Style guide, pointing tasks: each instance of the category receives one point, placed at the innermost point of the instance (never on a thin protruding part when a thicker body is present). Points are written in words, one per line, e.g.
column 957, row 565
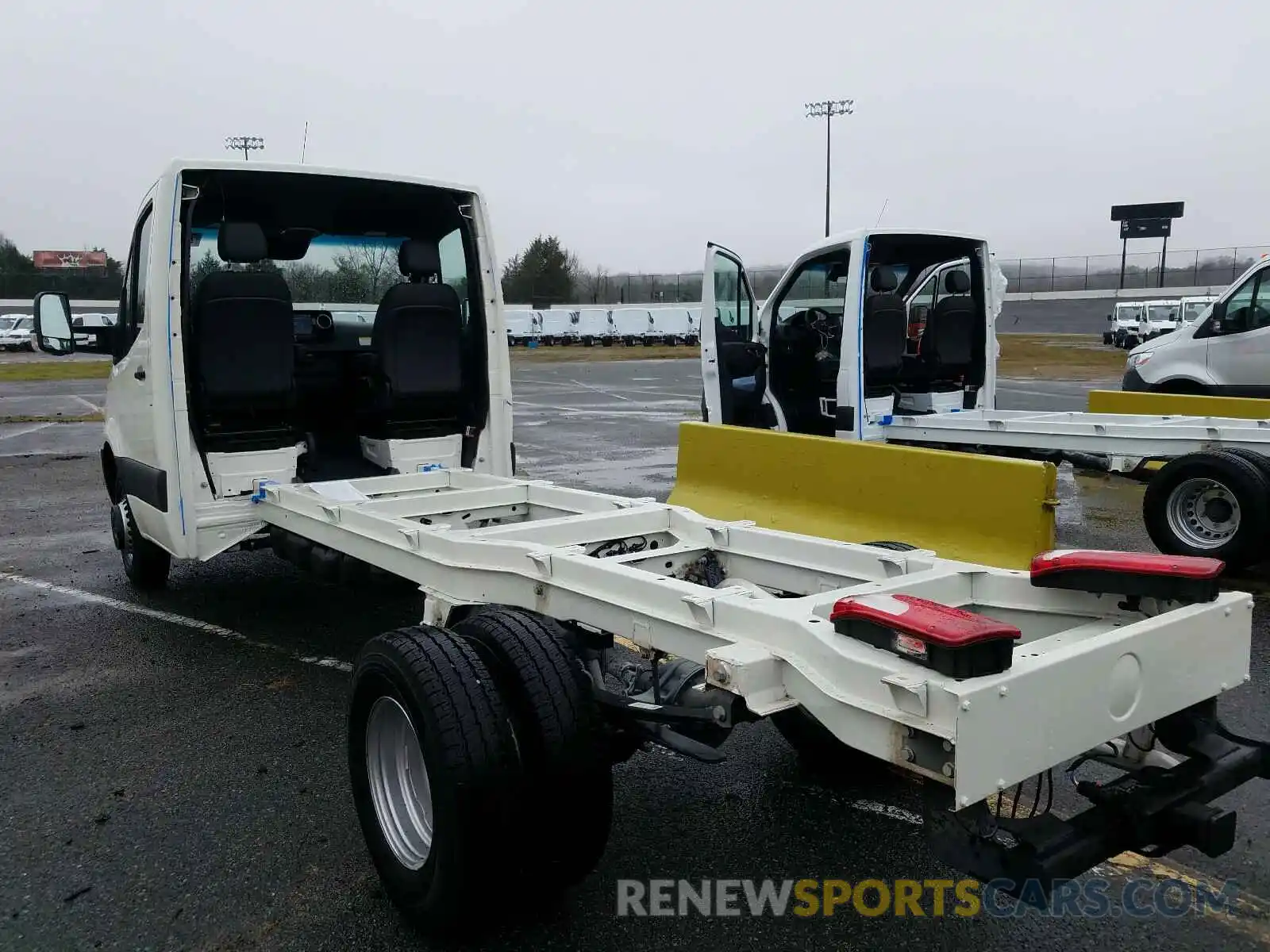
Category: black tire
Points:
column 1244, row 479
column 473, row 771
column 569, row 784
column 144, row 562
column 1261, row 463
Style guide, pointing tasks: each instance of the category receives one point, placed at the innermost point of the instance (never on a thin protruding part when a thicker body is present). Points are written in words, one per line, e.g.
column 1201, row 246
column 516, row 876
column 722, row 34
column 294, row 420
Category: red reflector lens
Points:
column 930, row 622
column 1126, row 562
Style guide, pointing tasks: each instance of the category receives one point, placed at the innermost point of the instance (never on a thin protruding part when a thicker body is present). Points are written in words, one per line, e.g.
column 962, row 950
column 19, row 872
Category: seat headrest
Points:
column 883, row 279
column 956, row 282
column 417, row 258
column 241, row 243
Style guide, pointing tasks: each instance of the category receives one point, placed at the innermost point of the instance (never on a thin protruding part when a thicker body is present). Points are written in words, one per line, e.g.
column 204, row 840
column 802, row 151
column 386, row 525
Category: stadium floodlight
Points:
column 827, row 109
column 244, row 144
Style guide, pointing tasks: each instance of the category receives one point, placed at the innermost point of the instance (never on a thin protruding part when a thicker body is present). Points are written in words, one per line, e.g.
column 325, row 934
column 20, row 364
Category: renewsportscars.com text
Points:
column 1091, row 898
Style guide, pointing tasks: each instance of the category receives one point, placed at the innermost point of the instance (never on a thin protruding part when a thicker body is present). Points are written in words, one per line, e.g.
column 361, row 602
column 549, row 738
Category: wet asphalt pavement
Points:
column 173, row 776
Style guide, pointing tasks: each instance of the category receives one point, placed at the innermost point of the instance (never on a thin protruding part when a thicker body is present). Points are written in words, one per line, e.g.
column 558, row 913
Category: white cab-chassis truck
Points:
column 480, row 742
column 841, row 349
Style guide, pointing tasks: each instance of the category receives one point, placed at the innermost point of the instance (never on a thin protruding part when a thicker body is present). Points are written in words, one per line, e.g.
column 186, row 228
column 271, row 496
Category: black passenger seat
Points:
column 243, row 349
column 946, row 349
column 417, row 380
column 884, row 330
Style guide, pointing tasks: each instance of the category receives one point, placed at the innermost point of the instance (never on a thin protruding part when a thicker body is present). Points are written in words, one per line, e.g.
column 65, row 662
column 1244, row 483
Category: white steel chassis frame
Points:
column 1086, row 670
column 1127, row 438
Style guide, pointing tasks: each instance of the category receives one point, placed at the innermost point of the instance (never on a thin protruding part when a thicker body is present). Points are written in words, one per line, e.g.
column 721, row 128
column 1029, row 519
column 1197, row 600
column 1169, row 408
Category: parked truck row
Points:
= = = = = = =
● **GIVEN REQUEST**
Format every line of the records above as a Markdown table with the columns Row and Line, numbering the rows and omitting blank lines. Leave the pictures out.

● **EXPECTED ANSWER**
| Row | Line |
|---|---|
| 1 | Style guide, pointing tasks: each instance of the category receives one point, placed at the innermost point of the instance (never on a thin protruding part when a thicker body is present). Points are written in words, one per line, e.g. |
| 2 | column 957, row 565 |
| 3 | Category: black tire |
| 4 | Points: |
| 5 | column 1244, row 479 |
| 6 | column 473, row 771 |
| 7 | column 569, row 784 |
| 8 | column 144, row 562 |
| 9 | column 1261, row 463 |
| 10 | Style guide, pointing tasks: each instance of the category receives one point, placed at the innermost point of the instance (never on a thin protruding part when a thicker body is present). Points are written in words, one per line, e.g. |
| 11 | column 1201, row 246 |
| 12 | column 516, row 876 |
| 13 | column 722, row 34 |
| 14 | column 294, row 420 |
| 15 | Category: red reflector lens |
| 16 | Points: |
| 17 | column 930, row 622 |
| 18 | column 1126, row 562 |
| 19 | Style guide, pointing tasks: each instance of the category receives one point, placed at the innermost point of the instance (never on a thin protruding part when a thicker body is present). Points are written in words, one per line, e.g. |
| 20 | column 962, row 950 |
| 21 | column 19, row 872 |
| 22 | Category: seat headrest |
| 23 | Points: |
| 24 | column 883, row 279 |
| 25 | column 956, row 282 |
| 26 | column 417, row 258 |
| 27 | column 241, row 243 |
| 28 | Style guide, pointing tasks: each instance of the category receives one point, placed at the innermost point of the instance (never on a thin protruding part when a thicker body is present). Points are written in words, one per line, e.g. |
| 29 | column 204, row 840 |
| 30 | column 802, row 151 |
| 31 | column 386, row 525 |
| 32 | Category: stadium floodlight |
| 33 | Points: |
| 34 | column 827, row 109 |
| 35 | column 244, row 144 |
| 36 | Style guide, pointing tasks: each instance of the category receives one point, placed at the innermost point of the instance (never on a thin protruding part when a thicker body is present). Points are written in words, one per line, e.g. |
| 37 | column 325, row 934 |
| 38 | column 20, row 364 |
| 39 | Category: renewsportscars.com text |
| 40 | Points: |
| 41 | column 1091, row 898 |
| 42 | Style guide, pointing tasks: each instance of the category receives one point, placed at the innermost point of the instance (never on a thin protruding part when a thicker body is present). Points are written in words, one per line, e.g. |
| 43 | column 361, row 602 |
| 44 | column 549, row 738 |
| 45 | Category: wet asphalt pavement |
| 46 | Points: |
| 47 | column 173, row 776 |
| 48 | Style guide, pointing tasks: each instance of the category receives one point, placed at the innermost point of the instance (never on a thin protruding part when a thicker body is present). Points are written in words, one per line, e.g. |
| 49 | column 558, row 913 |
| 50 | Category: white cab-chassis truck |
| 51 | Points: |
| 52 | column 480, row 742 |
| 53 | column 841, row 349 |
| 54 | Style guide, pointing tasks: each instance of the category receives one point, placed at the innermost point of the instance (never on a thin protruding part when a thicker body is present). Points are written in words, one per line, e.g. |
| 55 | column 186, row 228 |
| 56 | column 271, row 496 |
| 57 | Category: black passenger seat |
| 58 | Points: |
| 59 | column 243, row 349 |
| 60 | column 946, row 349 |
| 61 | column 417, row 380 |
| 62 | column 884, row 330 |
| 63 | Style guide, pointing tasks: each instance of the category receives one point, placed at the innermost point of the instance (never on a thin protruding part when a thicker body is present). Points are written in words, one per line, e.g. |
| 64 | column 65, row 662 |
| 65 | column 1244, row 483 |
| 66 | Category: white steel chassis frame |
| 67 | Points: |
| 68 | column 1086, row 670 |
| 69 | column 1127, row 438 |
| 70 | Style guide, pointing tasks: each instance of the category receives one point, placed at the innermost point of the instance (never on a thin protruding part when a thicker body is present). Points are written in words, one per line, e.g. |
| 71 | column 721, row 128 |
| 72 | column 1029, row 519 |
| 73 | column 1197, row 600 |
| 74 | column 1169, row 408 |
| 75 | Category: parked truck row |
| 76 | Points: |